--- Text extract ---
Collectors may need a roadmap to navigate this sale’s extensive selection of breathtaking and highly desirable antique signs. Several special single sided porcelain examples merit a double-take. Lot #311, a red, white, and blue Wyeth sign featuring a boy sitting in a pile of tires is estimated at $15,000-30,000. This rarity, with great wheel-appeal, has excellent color and gloss and is marked “Burdick.” Lot #84, a diecut Good Luck Service sign with a horseshoe logo gets the green light for its $5,000-7,500 estimate. This auspicious example is marked “Texlite Dallas” and has an excellent overall presentation. Another strong representative in this group is lot #65, a Havoline “Drain and Refill with the Power Oil” sign, estimated at $2,000-4,000. It is marked “Property of Indian Refining Company, #4-1-2F” and has excellent gloss and color. And two examples from Mobile should get collectors’ engines revving. The first, lot #53, is a 1961 right facing Pegasus cookie cutter sign which takes flight at $4,000-7,000. The second, lot #58, is a Mobiloil sign featuring the company’s early 20th century gargoyle logo. This mythical masterpiece is marked “G.C. Advert St. Louis” and is estimated at $4,000-6,000.
Things are twice as nice with this auction’s array of double sided porcelain signs. Two selections featuring American Indian themes are headliners. Lot #51, a Musgo Gasoline Michigan’s Mile Maker sign illustrated with the company’s Chief logo, is estimated at $100,000-150,000. It has a fascinating backstory. According to Dan Matthews, Morphy’s expert and author of The Fine Art of Collecting and Displaying Petroliana, “…when Musgo went out of business, a plumber purchased the warehouse and used most of the Musgo signs for septic tank lids. Septic tank fumes are one of few things that eat porcelain off metal. As such, Musgo signs in excellent condition are extremely rare; the side facing the tank usually has the enamel completely worn off and the other side is usually between a 6 to 8 in condition. Around 1980, collectors started to research the location where the plumber had put in septic tanks and dug up several of the signs. This is one of those signs; we know of five to seven good Musgo signs and about the same number of dug up ones. This sign has one of the best sides of any of those that we have seen.” And it’s a profile in courage with lot #1, a rare Idaho Chief Gasoline sign featuring a red, blue, white, and white Indian in full headdress. This handsome example, with six bullet hits, has excellent gloss and color and is estimated at $10,000-20,000.
---
• [Exercise instructions]:
Answer these from the sign auction text:
1. What marking appears on the diecut Good Luck Service sign, lot #84?
2. What is the estimate for the Musgo Gasoline sign, lot #51?
3. How many bullet hits does the Idaho Chief Gasoline sign, lot #1, have?
The listing has no connection to the sign auction text.
--- Supplied data ---
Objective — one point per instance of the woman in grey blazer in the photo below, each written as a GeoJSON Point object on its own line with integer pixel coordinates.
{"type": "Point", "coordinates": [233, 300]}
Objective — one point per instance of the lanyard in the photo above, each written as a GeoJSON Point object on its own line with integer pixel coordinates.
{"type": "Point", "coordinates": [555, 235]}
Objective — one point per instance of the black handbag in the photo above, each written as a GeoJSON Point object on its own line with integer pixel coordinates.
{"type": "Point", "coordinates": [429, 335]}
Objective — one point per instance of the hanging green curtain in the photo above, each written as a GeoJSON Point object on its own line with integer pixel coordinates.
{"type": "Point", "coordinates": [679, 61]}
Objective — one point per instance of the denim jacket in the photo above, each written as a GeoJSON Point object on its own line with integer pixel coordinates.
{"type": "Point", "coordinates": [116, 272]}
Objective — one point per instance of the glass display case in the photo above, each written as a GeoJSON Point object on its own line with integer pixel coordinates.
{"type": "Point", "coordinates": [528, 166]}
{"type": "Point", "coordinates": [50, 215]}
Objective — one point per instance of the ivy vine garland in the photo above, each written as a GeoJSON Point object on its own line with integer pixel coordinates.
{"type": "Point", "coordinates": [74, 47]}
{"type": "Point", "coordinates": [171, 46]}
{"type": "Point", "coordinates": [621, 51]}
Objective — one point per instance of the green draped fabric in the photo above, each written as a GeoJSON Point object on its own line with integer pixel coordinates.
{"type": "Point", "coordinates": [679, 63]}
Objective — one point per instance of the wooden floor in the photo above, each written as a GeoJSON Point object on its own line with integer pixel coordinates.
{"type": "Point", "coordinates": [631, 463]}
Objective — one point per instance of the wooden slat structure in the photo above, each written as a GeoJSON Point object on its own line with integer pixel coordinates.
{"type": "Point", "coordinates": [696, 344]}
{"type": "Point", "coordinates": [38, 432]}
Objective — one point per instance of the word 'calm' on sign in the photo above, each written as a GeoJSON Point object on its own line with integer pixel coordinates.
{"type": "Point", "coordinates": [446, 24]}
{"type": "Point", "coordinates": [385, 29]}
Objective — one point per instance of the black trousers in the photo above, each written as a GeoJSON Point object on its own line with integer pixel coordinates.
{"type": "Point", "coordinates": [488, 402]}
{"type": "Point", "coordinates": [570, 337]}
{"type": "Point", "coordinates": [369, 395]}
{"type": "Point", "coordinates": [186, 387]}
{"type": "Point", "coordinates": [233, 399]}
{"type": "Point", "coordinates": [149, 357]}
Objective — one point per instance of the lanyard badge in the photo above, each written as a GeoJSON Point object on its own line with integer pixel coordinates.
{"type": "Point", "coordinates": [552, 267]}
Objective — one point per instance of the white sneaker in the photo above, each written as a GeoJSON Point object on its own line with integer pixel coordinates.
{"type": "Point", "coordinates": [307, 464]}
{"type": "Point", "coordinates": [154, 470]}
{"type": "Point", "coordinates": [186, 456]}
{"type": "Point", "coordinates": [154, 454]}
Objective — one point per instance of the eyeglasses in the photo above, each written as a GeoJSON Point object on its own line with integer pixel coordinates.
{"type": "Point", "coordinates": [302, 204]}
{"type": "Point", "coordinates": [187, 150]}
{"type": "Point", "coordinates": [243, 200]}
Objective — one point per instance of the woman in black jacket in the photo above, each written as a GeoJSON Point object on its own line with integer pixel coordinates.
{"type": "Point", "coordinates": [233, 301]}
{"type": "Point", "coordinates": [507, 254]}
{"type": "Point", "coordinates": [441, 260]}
---
• [Worked answer]:
1. "Texlite Dallas"
2. $100,000-150,000
3. Six